§ **Ausgangstext**:
········
Eine westdeutsche Affäre?
Seit dem Ende des Zweiten Weltkrieges saß in Westdeutschland außer Rudolf Hess kein politisch motivierter Verbrecher so lange in Haft wie Christian Klar. Selbst Hitlers Rüstungsminister Albert Speer, den der britische Geheimdienst als genialen Organisator der deutschen Kriegswirtschaft zum gefährlichsten Nazi nach Adolf Hitler eingestuft hatte, kam 21 Jahre nach dem Ende des Zweiten Weltkrieges wieder auf freien Fuß. Speer, der politische Schreibtischtäter, hat beim Töten keine Hand angelegt.
Zum Glück saßen in Nürnberg Juristen der so genannten "Siegerjustiz" und nicht westdeutsche Instanzen über ihn zu Gericht. Im Sinne der jüngsten bundesdeutschen Rechtsprechung hätte er mit ähnlicher Milde rechnen können wie SED-Politbüromitglieder, die den Schießbefehl und das DDR-Grenzregime zu verantworten hatten. Den befehlsausführenden Mauermördern ist es noch besser ergangen als ihren Befehlsgebern. Keiner, der an der Westgrenze der DDR unbewaffnete Flüchtlinge heimtückisch hinterrücks erschossen hat, ist nach der Wiedervereinigung zu einer langjährigen Haftstrafe verurteilt worden.
········
§ **Zu lösende Aufgaben**:
A. Gib bitte einen Abschnitt aus dem Ausgangstext wörtlich wieder, beginnend mit "Seit dem Ende" und weiter bis einschließlich "keine Hand angelegt.".
B. Beantworte anhand des Ausgangstextes die folgenden Fragen:
(i) Wie viele Jahre nach dem Ende des Zweiten Weltkrieges kam Albert Speer wieder auf freien Fuß?
(ii) In welcher Stadt saßen die Juristen über Speer zu Gericht?
(iii) Welcher politisch motivierte Verbrecher saß in Westdeutschland noch länger in Haft als Christian Klar?
········
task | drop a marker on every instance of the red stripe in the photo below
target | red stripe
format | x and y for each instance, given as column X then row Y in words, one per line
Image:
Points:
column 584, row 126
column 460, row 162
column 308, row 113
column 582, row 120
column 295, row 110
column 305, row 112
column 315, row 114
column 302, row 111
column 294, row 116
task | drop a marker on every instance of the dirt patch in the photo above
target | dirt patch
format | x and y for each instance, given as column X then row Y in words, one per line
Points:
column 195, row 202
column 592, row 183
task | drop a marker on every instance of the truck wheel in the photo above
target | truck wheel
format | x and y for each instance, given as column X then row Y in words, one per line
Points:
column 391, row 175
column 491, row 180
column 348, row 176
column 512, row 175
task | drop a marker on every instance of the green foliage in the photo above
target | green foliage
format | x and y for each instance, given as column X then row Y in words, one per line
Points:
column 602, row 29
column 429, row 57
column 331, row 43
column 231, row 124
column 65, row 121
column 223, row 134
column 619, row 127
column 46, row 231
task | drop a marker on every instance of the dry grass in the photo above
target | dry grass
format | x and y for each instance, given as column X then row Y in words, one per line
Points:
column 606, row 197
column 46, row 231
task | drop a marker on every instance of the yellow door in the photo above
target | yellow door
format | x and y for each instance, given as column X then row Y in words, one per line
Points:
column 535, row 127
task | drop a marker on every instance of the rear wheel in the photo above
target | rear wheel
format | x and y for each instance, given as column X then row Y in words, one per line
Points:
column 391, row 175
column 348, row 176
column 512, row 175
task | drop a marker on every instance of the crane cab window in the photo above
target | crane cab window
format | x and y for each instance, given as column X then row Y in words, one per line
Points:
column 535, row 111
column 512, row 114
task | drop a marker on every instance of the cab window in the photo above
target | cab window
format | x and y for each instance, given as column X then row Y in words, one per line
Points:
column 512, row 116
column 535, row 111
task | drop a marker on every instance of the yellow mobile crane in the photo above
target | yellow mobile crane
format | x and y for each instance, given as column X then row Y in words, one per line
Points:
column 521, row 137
········
§ **Antworten in Reihenfolge**:
A.
Seit dem Ende des Zweiten Weltkrieges saß in Westdeutschland außer Rudolf Hess kein politisch motivierter Verbrecher so lange in Haft wie Christian Klar. Selbst Hitlers Rüstungsminister Albert Speer, den der britische Geheimdienst als genialen Organisator der deutschen Kriegswirtschaft zum gefährlichsten Nazi nach Adolf Hitler eingestuft hatte, kam 21 Jahre nach dem Ende des Zweiten Weltkrieges wieder auf freien Fuß. Speer, der politische Schreibtischtäter, hat beim Töten keine Hand angelegt.

B.
(i) 21 Jahre
(ii) In Nürnberg
(iii) Rudolf Hess